Records from an annotation dataset:
== == ==

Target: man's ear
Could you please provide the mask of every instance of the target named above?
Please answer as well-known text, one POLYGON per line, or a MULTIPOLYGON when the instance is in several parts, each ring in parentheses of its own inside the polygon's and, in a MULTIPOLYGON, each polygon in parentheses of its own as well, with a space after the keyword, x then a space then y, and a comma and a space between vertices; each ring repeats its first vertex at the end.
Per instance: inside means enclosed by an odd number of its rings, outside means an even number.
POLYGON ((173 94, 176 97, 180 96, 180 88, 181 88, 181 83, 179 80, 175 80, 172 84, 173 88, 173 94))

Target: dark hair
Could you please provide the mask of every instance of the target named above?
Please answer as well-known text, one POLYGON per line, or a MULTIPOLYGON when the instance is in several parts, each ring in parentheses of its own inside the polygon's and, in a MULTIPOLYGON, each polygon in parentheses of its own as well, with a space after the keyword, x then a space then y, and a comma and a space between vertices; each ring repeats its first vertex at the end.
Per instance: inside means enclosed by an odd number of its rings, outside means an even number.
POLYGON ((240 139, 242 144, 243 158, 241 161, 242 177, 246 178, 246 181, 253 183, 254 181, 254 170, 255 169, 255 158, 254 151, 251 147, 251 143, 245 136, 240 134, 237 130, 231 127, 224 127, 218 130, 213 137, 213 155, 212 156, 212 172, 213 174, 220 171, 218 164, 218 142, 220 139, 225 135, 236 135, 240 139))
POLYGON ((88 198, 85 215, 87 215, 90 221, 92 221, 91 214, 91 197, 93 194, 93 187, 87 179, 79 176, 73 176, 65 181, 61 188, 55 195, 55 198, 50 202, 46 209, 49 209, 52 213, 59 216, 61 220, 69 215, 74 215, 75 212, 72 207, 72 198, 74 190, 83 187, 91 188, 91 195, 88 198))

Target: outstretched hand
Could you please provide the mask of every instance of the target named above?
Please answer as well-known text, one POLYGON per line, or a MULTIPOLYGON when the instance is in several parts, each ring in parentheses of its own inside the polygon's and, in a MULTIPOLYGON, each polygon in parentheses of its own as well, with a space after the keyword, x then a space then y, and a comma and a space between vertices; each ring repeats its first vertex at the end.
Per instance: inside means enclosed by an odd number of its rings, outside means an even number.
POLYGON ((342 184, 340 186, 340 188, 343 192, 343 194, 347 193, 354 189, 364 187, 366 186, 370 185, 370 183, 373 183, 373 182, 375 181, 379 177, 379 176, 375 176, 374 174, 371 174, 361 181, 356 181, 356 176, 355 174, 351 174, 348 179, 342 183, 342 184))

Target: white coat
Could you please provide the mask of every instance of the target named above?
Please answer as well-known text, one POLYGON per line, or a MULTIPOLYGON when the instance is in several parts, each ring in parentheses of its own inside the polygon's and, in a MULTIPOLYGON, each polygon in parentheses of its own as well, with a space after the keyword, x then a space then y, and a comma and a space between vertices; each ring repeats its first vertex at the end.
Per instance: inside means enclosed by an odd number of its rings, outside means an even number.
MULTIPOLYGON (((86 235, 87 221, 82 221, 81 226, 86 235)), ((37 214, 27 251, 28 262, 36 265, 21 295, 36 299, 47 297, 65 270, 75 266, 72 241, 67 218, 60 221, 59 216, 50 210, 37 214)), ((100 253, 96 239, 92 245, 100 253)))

== == ==

Can you reproduce every one of the items above word for word?

[REPLY TO THE EXERCISE]
Target: man's ear
Could you please provide the mask of every instance of the target named above?
Please answer as well-known text, one POLYGON per line, or a MULTIPOLYGON when the instance is in several parts, each ring in parentheses of its own inside the polygon's and, in a MULTIPOLYGON, each polygon in parentheses of its own as well, with a space after the keyword, x then a space then y, and a comma and a space between vertices; each ring repeats its first vertex at the end.
Per instance: inside means enclosed by an odd number of its rings, outside means an even number.
POLYGON ((173 94, 176 97, 180 96, 180 88, 181 88, 181 83, 179 80, 175 80, 172 84, 173 88, 173 94))

Target: dark hair
Could you please provide the mask of every instance of the target named above?
Please answer as well-known text, one POLYGON per line, or a MULTIPOLYGON when the instance is in several parts, each ring in parentheses of its own inside the polygon's and, in a MULTIPOLYGON, each polygon in parentheses of its own as well, with a space after the keyword, x then a space then y, and a comma and a space between vertices; each ring repeats its first vertex at the end.
Per instance: inside means enclosed by an odd number of its rings, outside means an even number.
POLYGON ((240 139, 242 144, 243 158, 241 161, 242 177, 246 178, 246 181, 253 183, 254 181, 254 170, 255 169, 255 158, 254 151, 251 147, 251 143, 245 136, 240 134, 237 130, 231 127, 224 127, 218 130, 213 137, 213 155, 212 156, 212 172, 213 174, 220 171, 218 164, 218 142, 220 139, 225 135, 236 135, 240 139))
POLYGON ((88 198, 85 215, 87 215, 90 221, 92 221, 91 214, 91 197, 93 194, 93 187, 87 179, 79 176, 73 176, 65 181, 61 188, 55 195, 55 198, 50 202, 46 209, 49 209, 52 213, 59 216, 61 220, 69 215, 74 215, 75 212, 72 207, 72 198, 74 190, 83 187, 91 188, 91 195, 88 198))

Target: outstretched hand
Could you please provide the mask of every instance of the target named above?
Please answer as well-known text, one POLYGON per line, or a MULTIPOLYGON when the instance is in several parts, each ring in parentheses of its own inside the polygon's and, in a MULTIPOLYGON, each polygon in parentheses of its own as well, with a space after the keyword, x then a space then y, and a comma and a space between vertices; each ring repeats its first vertex at the end.
Per instance: inside means enclosed by an odd number of its rings, outside means an even number.
POLYGON ((342 184, 340 186, 340 188, 343 192, 343 194, 347 193, 354 189, 364 187, 366 186, 370 185, 370 183, 373 183, 373 182, 375 181, 379 177, 379 176, 375 176, 374 174, 371 174, 361 181, 356 181, 356 176, 355 174, 351 174, 348 179, 342 183, 342 184))

Target: white coat
Could you please provide the mask of every instance of the target named above?
Please answer as well-known text, one POLYGON per line, or a MULTIPOLYGON when the instance is in several parts, each ring in parentheses of its own inside the polygon's and, in a MULTIPOLYGON, each polygon in parentheses of its own as well, with a space after the keyword, x then a space then y, and a comma and a space between vertices; each ring repeats its first vertex at the end.
Per instance: inside means enclosed by an odd number of its rings, outside means an even number.
MULTIPOLYGON (((86 235, 87 221, 82 221, 81 226, 86 235)), ((37 214, 27 251, 28 262, 36 265, 21 295, 36 299, 47 297, 65 270, 75 266, 72 241, 67 218, 60 221, 59 216, 50 210, 37 214)), ((100 253, 96 239, 92 245, 100 253)))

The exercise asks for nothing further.